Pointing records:

•••••

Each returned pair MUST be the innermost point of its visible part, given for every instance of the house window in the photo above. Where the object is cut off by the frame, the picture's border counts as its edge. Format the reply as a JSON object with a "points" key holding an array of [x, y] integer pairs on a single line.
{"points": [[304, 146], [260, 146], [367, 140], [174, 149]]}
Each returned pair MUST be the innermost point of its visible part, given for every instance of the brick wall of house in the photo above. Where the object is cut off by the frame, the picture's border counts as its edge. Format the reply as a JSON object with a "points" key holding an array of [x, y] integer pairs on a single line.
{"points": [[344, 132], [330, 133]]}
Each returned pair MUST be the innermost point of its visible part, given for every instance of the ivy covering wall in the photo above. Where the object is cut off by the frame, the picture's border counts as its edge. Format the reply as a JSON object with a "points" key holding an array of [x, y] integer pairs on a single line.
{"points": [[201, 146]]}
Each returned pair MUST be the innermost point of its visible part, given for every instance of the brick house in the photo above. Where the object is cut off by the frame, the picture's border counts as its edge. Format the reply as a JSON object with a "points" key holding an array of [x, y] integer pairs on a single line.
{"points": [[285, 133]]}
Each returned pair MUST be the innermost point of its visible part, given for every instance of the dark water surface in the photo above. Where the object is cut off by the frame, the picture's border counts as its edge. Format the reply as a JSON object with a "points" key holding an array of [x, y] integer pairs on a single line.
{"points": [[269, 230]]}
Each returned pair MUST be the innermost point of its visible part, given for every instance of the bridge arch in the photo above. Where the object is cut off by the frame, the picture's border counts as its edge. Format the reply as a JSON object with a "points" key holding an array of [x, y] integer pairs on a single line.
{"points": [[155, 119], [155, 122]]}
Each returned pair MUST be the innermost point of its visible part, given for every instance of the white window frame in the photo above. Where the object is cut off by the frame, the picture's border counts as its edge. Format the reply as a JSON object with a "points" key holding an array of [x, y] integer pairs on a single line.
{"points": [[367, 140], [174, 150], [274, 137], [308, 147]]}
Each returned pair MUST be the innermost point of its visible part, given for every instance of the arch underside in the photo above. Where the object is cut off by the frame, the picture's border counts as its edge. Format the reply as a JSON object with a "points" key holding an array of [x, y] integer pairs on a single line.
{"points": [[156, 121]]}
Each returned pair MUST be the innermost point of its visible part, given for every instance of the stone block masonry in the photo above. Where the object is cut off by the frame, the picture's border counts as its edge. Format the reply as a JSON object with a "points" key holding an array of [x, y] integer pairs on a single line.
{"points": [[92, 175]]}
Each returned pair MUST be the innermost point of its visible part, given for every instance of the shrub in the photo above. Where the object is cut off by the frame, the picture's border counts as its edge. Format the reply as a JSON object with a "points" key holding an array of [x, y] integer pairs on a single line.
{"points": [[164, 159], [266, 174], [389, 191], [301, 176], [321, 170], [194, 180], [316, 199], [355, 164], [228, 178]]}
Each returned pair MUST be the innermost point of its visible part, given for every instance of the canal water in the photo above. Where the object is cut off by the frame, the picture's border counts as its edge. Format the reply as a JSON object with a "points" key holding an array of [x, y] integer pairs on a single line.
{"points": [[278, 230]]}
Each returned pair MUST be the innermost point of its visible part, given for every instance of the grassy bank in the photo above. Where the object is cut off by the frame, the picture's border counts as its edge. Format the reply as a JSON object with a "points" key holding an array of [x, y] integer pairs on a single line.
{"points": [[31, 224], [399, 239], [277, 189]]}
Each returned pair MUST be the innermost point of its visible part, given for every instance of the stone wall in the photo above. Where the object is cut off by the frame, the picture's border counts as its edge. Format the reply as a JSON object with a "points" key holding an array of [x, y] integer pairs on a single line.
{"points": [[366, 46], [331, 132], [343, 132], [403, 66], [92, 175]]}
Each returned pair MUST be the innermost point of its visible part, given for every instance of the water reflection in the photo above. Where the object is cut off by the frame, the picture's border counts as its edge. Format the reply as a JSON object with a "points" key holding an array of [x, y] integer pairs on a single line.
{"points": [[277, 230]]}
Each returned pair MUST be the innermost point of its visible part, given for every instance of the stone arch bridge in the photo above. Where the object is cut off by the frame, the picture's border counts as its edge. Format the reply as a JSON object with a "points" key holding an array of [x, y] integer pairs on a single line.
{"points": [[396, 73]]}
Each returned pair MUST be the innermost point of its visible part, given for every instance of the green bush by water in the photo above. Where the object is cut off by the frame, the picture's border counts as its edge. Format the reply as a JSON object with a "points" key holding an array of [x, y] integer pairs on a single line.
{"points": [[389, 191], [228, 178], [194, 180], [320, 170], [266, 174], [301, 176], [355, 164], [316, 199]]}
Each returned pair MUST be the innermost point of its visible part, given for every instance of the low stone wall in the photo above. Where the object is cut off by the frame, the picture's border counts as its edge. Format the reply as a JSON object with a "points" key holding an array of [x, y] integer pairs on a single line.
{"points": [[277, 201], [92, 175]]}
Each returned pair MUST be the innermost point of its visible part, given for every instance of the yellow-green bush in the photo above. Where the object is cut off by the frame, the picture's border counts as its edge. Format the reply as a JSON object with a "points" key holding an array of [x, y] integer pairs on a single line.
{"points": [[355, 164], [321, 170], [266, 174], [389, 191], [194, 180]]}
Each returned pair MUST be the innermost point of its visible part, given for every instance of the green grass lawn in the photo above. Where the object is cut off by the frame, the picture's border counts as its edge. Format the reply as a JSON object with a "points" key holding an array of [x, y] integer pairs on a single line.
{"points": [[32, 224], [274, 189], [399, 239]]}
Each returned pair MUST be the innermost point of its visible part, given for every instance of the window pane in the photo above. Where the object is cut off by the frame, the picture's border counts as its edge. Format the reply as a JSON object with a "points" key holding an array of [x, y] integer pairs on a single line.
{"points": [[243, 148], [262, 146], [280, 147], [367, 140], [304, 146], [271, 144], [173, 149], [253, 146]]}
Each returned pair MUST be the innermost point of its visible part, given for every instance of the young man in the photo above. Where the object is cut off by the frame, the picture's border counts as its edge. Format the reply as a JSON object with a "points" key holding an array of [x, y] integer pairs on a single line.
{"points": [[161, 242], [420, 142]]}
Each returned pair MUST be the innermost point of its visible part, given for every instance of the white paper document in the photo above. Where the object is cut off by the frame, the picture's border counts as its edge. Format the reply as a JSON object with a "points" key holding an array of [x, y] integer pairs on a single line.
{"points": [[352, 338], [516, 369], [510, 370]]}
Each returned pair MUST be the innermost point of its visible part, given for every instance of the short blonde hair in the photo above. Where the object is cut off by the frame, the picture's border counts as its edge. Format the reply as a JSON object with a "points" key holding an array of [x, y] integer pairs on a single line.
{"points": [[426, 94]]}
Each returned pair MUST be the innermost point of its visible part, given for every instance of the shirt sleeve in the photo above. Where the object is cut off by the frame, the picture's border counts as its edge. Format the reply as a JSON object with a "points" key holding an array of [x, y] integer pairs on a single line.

•••••

Print out all the entries precisely as written.

Each returned pair MUST be the innermost point of its visible part, given for every instance of the house window in the photo above. Where the object is cut off by the frame, the picture's border counts as its edge. Format the reply as a JSON object with a "points" key holding an array of [x, y] integer pairs on a single line.
{"points": [[304, 146], [260, 146], [367, 140], [174, 149]]}
Each returned pair MUST be the innermost point of its visible part, given for every instance of the brick wall of house in the photo above. Where the object is cut off by the frame, the picture's border counts as its edge. Format the reply as a JSON object with a "points" key holding an array of [x, y] integer pairs on a single line.
{"points": [[344, 132], [330, 133]]}
Each returned pair MUST be the innermost point of its visible part, given for every instance of the ivy covering wall in the photo above. Where the object is cut off by the frame, the picture's border counts as its edge. Format the reply as a JSON object with a "points" key holding an array of [x, y] integer pairs on a single line.
{"points": [[201, 146]]}
Each returned pair MUST be the innermost point of its visible part, given for every instance of the brick house in the photo above. Where the object is cut off by the frame, the picture's border counts as its edge. Format the reply as a JSON object with a "points" key holding an array of [x, y] integer pairs on a single line.
{"points": [[285, 133]]}
Each returned pair MUST be the innermost point of its visible part, given for every instance of the dark water surface in the photo above. Where the object is cut off by the frame, the picture's border counts as its edge. Format the reply as a JSON object with a "points" key holding an array of [x, y] integer pairs on a single line.
{"points": [[269, 230]]}
Each returned pair MUST be the innermost point of its visible part, given for every instance of the bridge arch in the photo above. Where the object is cut off by the frame, the picture's border counts as its edge. Format the reply as a JSON object with a "points" key holding an array of [x, y] integer pairs on a single line.
{"points": [[155, 119], [155, 122]]}
Each returned pair MUST be the innermost point of its visible part, given for every instance of the white window frame in the photo above. Where the object is cut off by the frame, the picture's border counts as its edge. Format the reply as a JSON object with a "points" key holding an array of [x, y] integer pairs on a single line.
{"points": [[367, 140], [174, 150], [274, 137], [308, 147]]}
Each returned pair MUST be the innermost point of its visible part, given for every instance of the arch underside in the photo above. Where the object is cut off by the frame, the picture's border counts as its edge. Format the reply as a JSON object with a "points" key holding an array of [x, y] integer pairs on a single line.
{"points": [[156, 121]]}
Each returned pair MUST be the innermost point of its visible part, given for every instance of the stone block masonry in the photo above. Where the object is cut off by the frame, the picture's border counts as its edge. Format the reply as a JSON object with a "points" key holding an array of [x, y] integer pairs on a single line.
{"points": [[92, 175]]}
Each returned pair MUST be the innermost point of its visible part, given for every instance of the shrub in the photo above. Where the object is cut off by the frame, the picture's border counts as its edge. Format the reply as a JSON object with a "points" key holding an array of [x, y] integer pairs on a single line.
{"points": [[164, 159], [266, 174], [389, 191], [301, 176], [321, 170], [194, 180], [316, 199], [355, 164], [228, 178]]}
Each returned pair MUST be the innermost point of its visible part, given for every instance of the canal water in the photo above. Where the object is cut off by the frame, the picture's border counts as its edge. Format the reply as a JSON object with a "points" key holding an array of [x, y] integer pairs on a single line.
{"points": [[278, 230]]}
Each returned pair MUST be the innermost point of its visible part, given for every instance of the grassy bank in the photo above. Where the object is cut off by the frame, the picture's border counts as its edge. Format the reply as a JSON object with a "points" key holding an array of [x, y] integer pairs on a single line.
{"points": [[31, 224], [399, 239], [277, 189]]}
Each returned pair MUST be the innermost point of its visible part, given for every instance of the stone wall in the photo above. Where the object is cut off by the frame, the picture's border counts as its edge. Format the reply as a JSON object with a "points" key holding an array of [x, y] integer pairs on a single line.
{"points": [[366, 46], [331, 132], [343, 132], [403, 66], [92, 175]]}
Each returned pair MUST be the innermost point of its visible part, given for every instance of the water reflection in the photo above. Where the object is cut off by the frame, the picture's border counts as its edge. Format the reply as a JSON object with a "points" key holding an array of [x, y] integer pairs on a single line.
{"points": [[277, 230]]}
Each returned pair MUST be the innermost point of its visible part, given for every instance of the stone arch bridge in the photo above. Where the object is cut off by the frame, the picture's border counts as its edge. Format the reply as a JSON object with a "points" key holding an array of [x, y] integer pairs on a single line.
{"points": [[396, 73]]}
Each returned pair MUST be the innermost point of its visible part, given for every instance of the green bush by water in the photo above. Where the object is cut off by the frame, the picture's border counts as its edge. Format the reply as a JSON object with a "points" key holding an array of [x, y] integer pairs on a single line.
{"points": [[389, 191], [228, 178], [194, 180], [320, 170], [266, 174], [301, 176], [355, 164], [316, 199]]}
Each returned pair MUST be the innermost point of its visible part, given for every instance of the low stone wall in the photo above. Where the object is cut off by the frame, the picture's border counts as its edge. Format the reply as a JSON object with a "points" key holding an array of [x, y] integer pairs on a single line.
{"points": [[277, 201], [92, 175]]}
Each returned pair MUST be the innermost point of its visible part, given for every instance of the yellow-green bush in the photo above. Where the object is cut off by the frame, the picture's border counts as its edge. Format the reply as a JSON object with a "points" key holding an array of [x, y] integer pairs on a single line.
{"points": [[355, 164], [321, 170], [266, 174], [389, 191], [194, 180]]}
Each returned pair MUST be the innermost point of its visible part, given for every instance of the green grass lawn in the photo above. Where the object is cut off by the frame, the picture's border counts as its edge. Format the reply as a JSON object with a "points" key holding an array of [x, y] integer pairs on a single line.
{"points": [[32, 224], [274, 189], [399, 239]]}
Each returned pair MUST be the innermost point of its visible part, given for every instance of the window pane in the photo above. Where the object is cut off by the frame, the picture's border counts as its edge. Format the reply as a JSON object with a "points" key holding an array of [x, y] integer pairs on a single line.
{"points": [[243, 148], [262, 146], [280, 147], [367, 140], [304, 146], [271, 144], [173, 149], [253, 146]]}
Each returned pair MUST be the innermost point of its visible part, given for every instance of the young man in the photo above. Where the object is cut off by the frame, the picture's border counts as its edge. Format the reply as a JSON object with a "points" key holding an array of [x, y] integer pairs on a single line.
{"points": [[161, 242], [420, 142]]}
Each returned pair MUST be the innermost point of its visible part, given for every instance of the white paper document in the photo above. Where the object is cut off by the frame, the picture's border counts as its edge. Format the reply as a JSON object with a "points" key holding an array of [x, y] integer pairs on a single line.
{"points": [[352, 338], [516, 369], [510, 370]]}
Each returned pair MUST be the innermost point of its visible part, given for every instance of the short blonde hair in the photo above. Where the object is cut off by the frame, the picture's border counts as its edge. Format the reply as a JSON object with a "points" key holding an array of [x, y] integer pairs on a single line.
{"points": [[426, 94]]}
Each returned pair MUST be the innermost point of its visible part, given for every instance of the shirt sleeve in the photo above. Where the object is cut off by the frame, the picture's border counts as its edge. Format the reply as a JSON object with a "points" key holding an array of [x, y] integer pairs on a single line.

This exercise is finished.